Exercise requirements ::
Reproduce the lines of every row below word for word, omitting the pictures from your answer.

Point annotation dataset rows
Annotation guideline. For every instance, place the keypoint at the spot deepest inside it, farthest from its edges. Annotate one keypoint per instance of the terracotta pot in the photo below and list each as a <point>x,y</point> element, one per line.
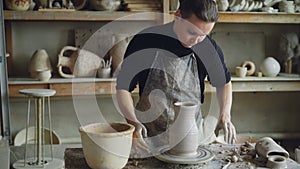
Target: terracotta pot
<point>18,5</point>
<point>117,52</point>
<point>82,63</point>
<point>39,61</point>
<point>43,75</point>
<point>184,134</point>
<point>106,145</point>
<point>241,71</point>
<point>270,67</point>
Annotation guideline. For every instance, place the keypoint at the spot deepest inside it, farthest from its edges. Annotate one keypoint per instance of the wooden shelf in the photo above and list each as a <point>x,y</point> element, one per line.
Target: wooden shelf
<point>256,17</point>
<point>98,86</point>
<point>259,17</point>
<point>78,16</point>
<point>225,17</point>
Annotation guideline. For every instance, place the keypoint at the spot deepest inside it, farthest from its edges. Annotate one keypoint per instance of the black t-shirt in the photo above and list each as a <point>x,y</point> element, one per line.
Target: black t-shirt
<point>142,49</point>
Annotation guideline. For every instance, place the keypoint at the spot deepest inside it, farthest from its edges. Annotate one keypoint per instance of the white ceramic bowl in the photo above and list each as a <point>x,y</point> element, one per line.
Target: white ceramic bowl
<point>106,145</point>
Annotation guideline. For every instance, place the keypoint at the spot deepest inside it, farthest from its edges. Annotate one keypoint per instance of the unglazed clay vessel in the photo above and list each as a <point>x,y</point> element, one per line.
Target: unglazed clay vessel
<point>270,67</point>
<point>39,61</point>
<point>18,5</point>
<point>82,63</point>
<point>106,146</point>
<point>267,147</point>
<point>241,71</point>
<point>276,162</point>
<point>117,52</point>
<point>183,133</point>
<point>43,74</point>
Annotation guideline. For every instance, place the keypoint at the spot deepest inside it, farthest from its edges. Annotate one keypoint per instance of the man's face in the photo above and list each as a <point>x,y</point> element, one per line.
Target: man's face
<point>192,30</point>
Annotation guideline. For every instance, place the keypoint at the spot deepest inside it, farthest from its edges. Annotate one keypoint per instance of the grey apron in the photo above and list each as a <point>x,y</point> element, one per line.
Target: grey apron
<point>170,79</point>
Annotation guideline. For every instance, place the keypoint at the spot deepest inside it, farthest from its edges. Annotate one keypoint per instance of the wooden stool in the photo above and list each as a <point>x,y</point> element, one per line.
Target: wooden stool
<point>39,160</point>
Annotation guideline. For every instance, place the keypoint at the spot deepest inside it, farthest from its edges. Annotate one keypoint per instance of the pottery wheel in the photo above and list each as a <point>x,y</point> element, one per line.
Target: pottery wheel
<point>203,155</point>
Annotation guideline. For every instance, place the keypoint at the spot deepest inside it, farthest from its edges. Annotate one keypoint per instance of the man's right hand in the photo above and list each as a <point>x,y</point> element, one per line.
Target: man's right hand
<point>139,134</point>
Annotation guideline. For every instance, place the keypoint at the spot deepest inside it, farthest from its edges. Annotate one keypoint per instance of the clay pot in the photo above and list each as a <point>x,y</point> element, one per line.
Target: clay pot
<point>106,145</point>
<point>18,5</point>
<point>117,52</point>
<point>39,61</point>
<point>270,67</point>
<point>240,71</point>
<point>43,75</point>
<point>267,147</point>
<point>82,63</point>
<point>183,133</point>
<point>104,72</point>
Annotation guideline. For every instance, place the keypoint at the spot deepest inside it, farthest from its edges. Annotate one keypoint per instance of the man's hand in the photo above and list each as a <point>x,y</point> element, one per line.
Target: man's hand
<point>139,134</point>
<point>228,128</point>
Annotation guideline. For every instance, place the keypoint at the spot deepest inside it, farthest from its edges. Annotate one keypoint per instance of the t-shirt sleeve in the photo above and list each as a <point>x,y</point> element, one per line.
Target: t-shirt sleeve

Problem solution ::
Annotation guideline. For every instance, place the keypoint at the spot deepest inside it, farthest from its edges. Annotate one keypoint per instance of the terracotta pot in the photo below and list each as a <point>x,y</point> element, one per line.
Target: terracotta pot
<point>18,5</point>
<point>117,52</point>
<point>82,63</point>
<point>39,61</point>
<point>43,75</point>
<point>184,134</point>
<point>106,145</point>
<point>241,71</point>
<point>270,67</point>
Annotation guideline. For every instance, place the keypoint at the spot deepest inside it, farthest from its edges. Annotate one keypoint per instance of the wooden shelf in the photo above and list each as a <point>x,y</point> element, one per line.
Target: wooden shelf
<point>256,17</point>
<point>98,86</point>
<point>259,17</point>
<point>78,16</point>
<point>225,17</point>
Annotation guideline. For every instance, place the keypoint at the spot deepest inside it, farthest from its edges. Annotate one keypoint per instance of the black t-shirt in the photo above and list each as a <point>x,y</point> element, one per line.
Target: black t-shirt
<point>142,49</point>
Annotation guideline. For every instance, place the keypoint at the spot deepest inside it, farthest from its edges. Annotate one keypoint per instance of the white ceramic bowl in the photo above and list each as a <point>x,y</point> element, one per line.
Target: white ceramic bowl
<point>106,145</point>
Annotation guideline. For every instance, place the keypoint at the spot deepest inside it, farthest from its edges. Annotate one keypoint per instance of the unglazed clay vessel in the photo above and list each as a <point>x,y</point> element, one per line.
Target: unglazed clay vessel
<point>270,67</point>
<point>39,61</point>
<point>18,5</point>
<point>82,63</point>
<point>106,146</point>
<point>267,147</point>
<point>241,71</point>
<point>276,162</point>
<point>117,52</point>
<point>183,133</point>
<point>43,74</point>
Annotation guideline. For every instance, place the keypoint at the spot deepest inside it, farthest from its edges. Annotate one keypoint per instance of the man's face in the photo above and list each as a <point>x,y</point> element, one per line.
Target: man's face
<point>192,30</point>
Annotation guideline. For every instance, place the keypoint at the spot deepest inside it, farthest from its edges. Annotate one keypoint per instance of the grey apron in the photo above and list each as a <point>x,y</point> element, one per line.
Target: grey apron
<point>170,79</point>
Annotation guideline. For every instance, place the keypoint at the spot deepest inside it, farthest from its edges. Annotate one keypoint per instance of the wooden stool in the photo above and list each as a <point>x,y</point> element, one per line.
Target: wooden stool
<point>39,160</point>
Annotation guideline. For every instance, place the keypoint at the spot deepest inside it, farthest from its edges. Annotate one keypoint per instance of the pottery wheel in the photo above and list each as a <point>x,y</point> element, one per line.
Target: pottery wheel
<point>203,155</point>
Annotation guideline. For every instance, place the keypoint at the spot deepest inside it, farthest from its edges. Annotate one keypoint per instance of the man's right hand in the photo above and list each as a <point>x,y</point> element, one per line.
Target: man's right hand
<point>139,134</point>
Annotation guideline. For every instance, place the keypoint at the spot deepest inside it, farthest from its edges. Annotate one keypoint per instance of the clay pot in the photo above and list each as a <point>x,y</point> element, one per line.
Target: clay pot
<point>106,145</point>
<point>18,5</point>
<point>117,52</point>
<point>39,61</point>
<point>270,67</point>
<point>240,71</point>
<point>43,75</point>
<point>267,147</point>
<point>82,63</point>
<point>183,133</point>
<point>104,72</point>
Annotation guideline. For every instance, place the keypoint at the spot deepest inside it, farthest from its edges. Annotate one keypoint per instance of the man's hand in the photo above and list each as a <point>x,y</point> element, one per line.
Target: man's hand
<point>139,134</point>
<point>228,128</point>
Annotation guideline. For every instance, place the keypoint at the spot deepest inside it, farthest from its edges. Annotate one keypoint per instance of the t-shirt sleeve in the photo above and list each as a <point>x,y</point> element, one per line.
Target: t-shirt sleeve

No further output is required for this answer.